▶ Exercise directions
Below is a listing; write it out exactly and drop any images from it.

▶ Raw records

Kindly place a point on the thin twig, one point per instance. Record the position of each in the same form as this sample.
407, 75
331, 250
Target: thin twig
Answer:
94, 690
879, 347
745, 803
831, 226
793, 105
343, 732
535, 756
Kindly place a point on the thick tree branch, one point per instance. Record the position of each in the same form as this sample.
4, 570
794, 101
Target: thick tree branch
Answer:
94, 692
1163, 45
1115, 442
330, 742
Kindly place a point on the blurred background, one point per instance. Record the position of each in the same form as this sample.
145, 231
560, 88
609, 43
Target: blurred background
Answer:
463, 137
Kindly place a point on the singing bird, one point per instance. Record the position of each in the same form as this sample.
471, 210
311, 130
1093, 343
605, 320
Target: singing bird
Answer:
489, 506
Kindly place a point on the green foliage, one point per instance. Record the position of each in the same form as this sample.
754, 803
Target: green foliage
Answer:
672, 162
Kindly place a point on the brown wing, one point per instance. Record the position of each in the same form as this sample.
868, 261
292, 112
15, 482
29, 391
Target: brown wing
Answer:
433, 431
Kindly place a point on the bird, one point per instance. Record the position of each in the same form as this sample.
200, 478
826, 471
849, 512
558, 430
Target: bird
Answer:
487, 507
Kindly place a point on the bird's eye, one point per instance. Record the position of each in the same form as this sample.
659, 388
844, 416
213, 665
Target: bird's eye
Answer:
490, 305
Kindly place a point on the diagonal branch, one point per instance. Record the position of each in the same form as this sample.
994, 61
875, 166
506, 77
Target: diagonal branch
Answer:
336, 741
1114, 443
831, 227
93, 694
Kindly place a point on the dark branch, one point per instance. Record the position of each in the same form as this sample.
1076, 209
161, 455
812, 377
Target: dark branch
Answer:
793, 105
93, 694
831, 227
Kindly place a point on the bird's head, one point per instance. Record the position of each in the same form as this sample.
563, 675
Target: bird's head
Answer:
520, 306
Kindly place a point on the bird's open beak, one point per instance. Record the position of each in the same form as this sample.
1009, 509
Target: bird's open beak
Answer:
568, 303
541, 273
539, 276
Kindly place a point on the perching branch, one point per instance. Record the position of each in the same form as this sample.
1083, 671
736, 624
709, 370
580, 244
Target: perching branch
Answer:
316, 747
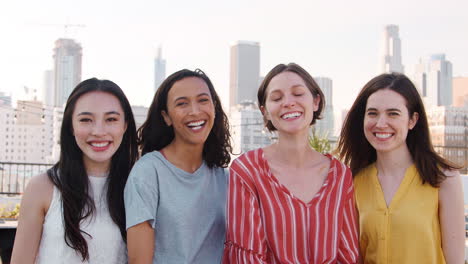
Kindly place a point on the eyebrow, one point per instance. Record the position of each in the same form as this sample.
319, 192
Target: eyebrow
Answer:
387, 110
107, 113
186, 98
293, 86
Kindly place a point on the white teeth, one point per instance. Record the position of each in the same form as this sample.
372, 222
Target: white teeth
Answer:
383, 135
291, 115
196, 124
100, 145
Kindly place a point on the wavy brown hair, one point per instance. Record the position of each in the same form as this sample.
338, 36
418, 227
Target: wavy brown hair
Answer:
309, 81
155, 134
69, 173
357, 152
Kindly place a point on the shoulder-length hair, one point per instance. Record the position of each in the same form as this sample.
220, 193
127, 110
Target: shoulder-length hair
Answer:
309, 81
155, 134
69, 173
358, 153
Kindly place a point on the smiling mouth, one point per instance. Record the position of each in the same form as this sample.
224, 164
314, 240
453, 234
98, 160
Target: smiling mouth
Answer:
383, 135
196, 125
291, 115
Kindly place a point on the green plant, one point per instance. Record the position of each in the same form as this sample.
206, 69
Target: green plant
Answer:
5, 213
319, 142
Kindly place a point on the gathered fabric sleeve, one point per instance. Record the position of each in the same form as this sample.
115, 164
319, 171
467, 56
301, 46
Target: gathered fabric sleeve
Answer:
348, 248
245, 235
141, 193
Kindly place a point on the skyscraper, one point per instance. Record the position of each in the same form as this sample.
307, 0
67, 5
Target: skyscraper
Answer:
245, 72
433, 77
327, 124
391, 57
159, 69
67, 68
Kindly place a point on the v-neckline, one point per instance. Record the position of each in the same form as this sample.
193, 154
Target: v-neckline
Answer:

▶ Answer to the task
Kindly place a point on the thin twig, one point per instance. Record the position of each in the same form as this sample.
407, 75
331, 250
Target: thin twig
Answer:
94, 690
879, 347
745, 803
831, 226
793, 105
343, 732
535, 756
Kindly place a point on the thick tree branch, one point per instance. Record the position of each in the same form as this sample.
4, 570
794, 101
Target: thick tree branch
Answer:
94, 692
1163, 45
1115, 442
330, 742
Kindly place a point on the blurred background, one point per instance. Record the position of each in the same form as this sample.
145, 231
560, 88
609, 43
Target: blurred background
Answer:
463, 137
Kindly place a point on the singing bird, one point per instance. Record the position of each in the same form as this sample.
471, 210
311, 130
1093, 343
605, 320
Target: singing bird
Answer:
489, 506
Kindly place a point on the green foliage, one point per instance. Record the position of each in the same form as this sample.
754, 803
Target: green foliage
Answer:
672, 162
Kindly place a point on the brown wing, one point per instance. Record the position of each in the same form as this sample.
868, 261
292, 112
15, 482
29, 391
Target: brown wing
Answer:
433, 431
Kindly place a point on the bird, one point per instance. Record the position of each in the same form as this sample.
200, 478
826, 471
849, 512
558, 430
Target: bird
Answer:
487, 507
Kindly place a point on the bird's eye, one point per instance. Record the position of each in the same form as this sample.
659, 388
844, 416
213, 665
Target: bird's eye
Answer:
490, 305
Kindly place a point on the diagonal branch, one point per instance. Record the position of each in the same form as this sample.
994, 61
875, 166
506, 77
Target: diagonal branch
Answer:
336, 741
1114, 443
831, 227
93, 694
Kindly place a point on the dark branch, one point per instance. Record the position of each in the same form as this sample.
1076, 209
161, 455
812, 377
Target: dark branch
Answer:
793, 105
93, 694
831, 227
Kindly place a point on the bird's head, one point per instance. Record the position of each in the same form as this sample.
563, 675
Target: bird's head
Answer:
520, 306
Kindly place a point on the bird's open beak, one point per instance. Record the position of each in the same form as this sample.
1009, 509
Target: bird's open beak
Answer:
568, 303
541, 273
539, 276
Kindly place a point on the perching branch, one point per instance. Record the position of each in the same form as this sample.
1083, 671
736, 624
709, 370
580, 244
Target: perching branch
Answer:
316, 747
Kindly place a point on the eyebrow, one point per instance. Record the position of each in the same form as this sample.
319, 192
Target: eyebrow
Answer:
387, 110
107, 113
186, 98
293, 86
Kindly place a point on the white teeth, one point per instance. Record the position of each in the same form as this sample.
372, 222
Target: white teeth
Answer:
383, 135
291, 115
196, 124
100, 145
Kindly place a point on the wavy brown hair, one point per instance. Record the position of each in the same form as this sample.
338, 36
418, 227
Target: wavy brown hair
Answer:
309, 81
155, 134
69, 173
357, 152
Kindly place a point on the shoulder-length hair, one point per instance. Record the position of each in the same form as this sample.
220, 193
127, 110
Target: shoulder-length hair
Answer:
309, 81
155, 134
69, 173
358, 153
Kindly place a point on the smiling mouth, one point per instance. Record the position of each in the same form as this sample.
224, 164
314, 240
453, 234
98, 160
Target: smiling mouth
Answer:
383, 135
196, 125
291, 115
Kindly place a point on the green plant, one point per instance. Record the position of each in the same form as this sample.
206, 69
Target: green plant
Answer:
5, 213
319, 142
Kindly place a point on the gathered fabric sleeve, one point per instance. Record the position of each in the same form as this sample.
115, 164
319, 171
467, 56
301, 46
Target: gathered fabric sleeve
Answer:
348, 248
245, 235
141, 193
Kindly place a point on the skyscraper, one point per instance. Record the position of each in the same form as this sample.
307, 0
67, 5
Target: skyscraper
Answer:
245, 72
433, 77
327, 124
391, 57
159, 69
67, 68
Kindly place a point on the v-neckline, one point per instance. Record the position of each in the same form as this sample.
193, 154
Target: v-neckline
Answer:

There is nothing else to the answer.